-- Exercise A --
In the Indian Ocean syllabus, swap "Required Texts" for "Assigned Readings" and write out the stretch from "Required Texts" through "Hard Press edition)" again.
-- Exercise B --
Extend the Indian Ocean syllabus past its last line.

-- Page extract --
[Start of Attachment]
Monday, August 20, 2012

Indian Ocean Syllabus


Not sure what's going on with some of the formatting on this, but here's my syllabus for the debut of my Indian Ocean course this semester.

HIS 493: The Indian Ocean
202 Dauphin Humanities Center, 6:30-9:15 p.m. Tuesdays
Dr. Brian J. Ulrich

Office: 201 Dauphin Humanities Center, ex. 1736
Office Hours: MF 12:00-1:00; W 12:00-3:00, also by appointment

Course Description

This course will focus on Indian Ocean history from ancient times to the present.  A key question will be whether or not the Indian Ocean can be conceived as a unified historical space, and if so, what its crucial elements are.  Important themes include the influence of geography in history, the spread of religious and other cultural ideas and practices, the role of trade in premodern political economy, and port cities, littoral societies and diasporas.  At the end of the course, students should have an idea of how bodies of water can be frameworks for historical analysis, as well as the role of the Indian Ocean in world history.

Students must participate regularly in our weekly class session, as well as write a quintet of 2-3 page short papers as noted on the “Schedule of Readings and Major Assignments.”  In addition, they will write a research paper of at least 16 pages on an Indian Ocean port city or island.  This paper will involve separate requirements for graduate students and undergraduates, and is detailed on a separate assignment guide.  Students will also present the results of their research project in class in December.

Required Texts

The Indian Ocean, Michael Pearson (also available on EBL)
Trade and Civilisation in the Indian Ocean, K.N. Chaudhuri
A Hundred Horizons: The Indian Ocean in the Age of Global Empire, Sugata Bose
A Voyage to Abyssinia, Jeronimo Lobo (pagination in Hard Press edition)
[End of Attachment]
-- Raw data --
[Start of Attachment]
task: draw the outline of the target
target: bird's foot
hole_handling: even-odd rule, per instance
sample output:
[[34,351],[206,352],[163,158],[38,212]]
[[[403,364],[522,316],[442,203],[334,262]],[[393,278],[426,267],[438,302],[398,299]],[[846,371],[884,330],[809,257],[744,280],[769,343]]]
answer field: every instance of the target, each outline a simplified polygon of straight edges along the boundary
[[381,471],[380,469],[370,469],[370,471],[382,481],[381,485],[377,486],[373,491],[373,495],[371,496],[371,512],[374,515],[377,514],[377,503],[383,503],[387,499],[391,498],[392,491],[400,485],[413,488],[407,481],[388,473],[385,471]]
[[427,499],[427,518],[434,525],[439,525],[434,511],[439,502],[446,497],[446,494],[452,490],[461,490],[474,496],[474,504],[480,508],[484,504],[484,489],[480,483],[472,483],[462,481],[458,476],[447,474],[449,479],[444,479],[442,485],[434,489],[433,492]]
[End of Attachment]
-- Task result A --
Assigned Readings

The Indian Ocean, Michael Pearson (also available on EBL)
Trade and Civilisation in the Indian Ocean, K.N. Chaudhuri
A Hundred Horizons: The Indian Ocean in the Age of Global Empire, Sugata Bose
A Voyage to Abyssinia, Jeronimo Lobo (pagination in Hard Press edition)

-- Task result B --
Electronic reserves found in D2L

Books on Three Day Reserve

The Mediterranean and the Mediterranean World in the Age of Philip II, Vol. I, Fernand Braudel
The Corrupting Sea: A Study of Mediterranean History, Peregrine Horden and Nicholas Purcell
Before European Hegemony: The World System A.D. 1250-1350, Janet Abu-Lughod
Arab Seafaring in the Indian Ocean in Ancient and Early Medieval Times, George Hourani
The Adventures of Ibn Battuta: A Muslim Traveller of the Fourteenth Century, Ross Dunn
The Indian Ocean in World History, Milo Kearney


Grading

Participation – 25%
Short papers – 30%
Research Paper – 35%
Reasearch Presentation – 10%

Participation

For each of the 10 weeks beginning September 4, students will have a participation score recorded as 0-4, for a total of 40 points in the category.  A “4” indicates regular participation throughout the class that displays command of the readings, “3” is less participation, “2” is little participation or participation on when prompted, “1” is presence in class without participation, and “0” is for absences.  Students will also have deducted from their total participation score the average earned on those ten weeks for each of the classes missed apart from those ten weeks.

The participation grading scale for graduate students is 32-40 A, 22-31 B, 12-21 C, 8-11 D, and 1-7 F.  The grading scale for undergraduate students is 26-40 A, 17-25 B, 10-16 C, 8-9 B, 1-7 F.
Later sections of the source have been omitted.